## Provided passage

▽

Ian Matthew Morris (born 27 January 1960) is a British historian, archaeologist, and Willard Professor of Classics at Stanford University.

Early life
Morris was born on 27 January 1960 in Stoke-on-Trent, Staffordshire, England. He attended Alleyne's High School, a comprehensive school in Stone, Staffordshire. He studied at the University of Birmingham, graduating with a Bachelor of Arts (BA) degree in 1981. He undertook a Doctor of Philosophy (PhD) degree at the University of Cambridge, graduating in 1985. His doctoral thesis was titled "Burial and society at Athens, 1100-500 BC".

Career
From 1987 to 1995, he taught at the University of Chicago. Since 1995, he has been at Stanford.

Since joining Stanford, he has served as Associate Dean of Humanities and Sciences, Chair of the Classics Department, and Director of the Social Science History Institute. He was one of the founders of the Stanford Archaeology Center and has served two terms as its director. He has published extensively on the history and the archaeology of the ancient Mediterranean and on world history. He has also won a Dean's Award for Excellence in Teaching in 2009.

Between 2000 and 2007, he directed Stanford's excavation at Monte Polizzo, Sicily, Italy.

He has been awarded research fellowships from the John Simon Guggenheim Memorial Foundation, Hoover Institution, National Endowment for the Humanities, Center for Hellenic Studies in Washington, D.C., and Institute for Research in the Humanities, University of Wisconsin-Madison. He is also a Corresponding Fellow of the British Academy and has been awarded honorary degrees by De Pauw University and Birmingham University. In 2012 his work was the subject of a lengthy profile in the Chronicle of Higher Education. He delivered the Tanner Lectures on Human Values at Princeton University in 2012.

Ian Morris plans to develop his views on the first-millennium BC transformations (the shift from religion-based power to bureaucratic and military one, and the rise of Axial thought) in his new book.

Why the West Rules—For Now

His 2010 book, Why the West Rules—For Now, compares East and West across the last 15,000 years, arguing that physical geography, rather than culture, religion, politics, genetics, or great men, explains Western domination of the globe. The Economist has called it "an important book—one that challenges, stimulates and entertains. Anyone who does not believe there are lessons to be learned from history should start here." The book won several literary awards, including the 2011 PEN Center USA Literary Award for Creative Nonfiction, and was named as one of the books of the year by Newsweek, Foreign Affairs, Foreign Policy,  The New York Times, and a number of other newspapers. It has been translated into 13 languages.

△

## Assigned task
According to the Ian Morris biography, please name the site in Sicily where Morris directed Stanford's excavation from 2000 to 2007.

## Raw data
▽

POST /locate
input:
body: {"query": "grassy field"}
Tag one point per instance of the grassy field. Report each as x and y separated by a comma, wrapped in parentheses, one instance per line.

△

## Answer space
Monte Polizzo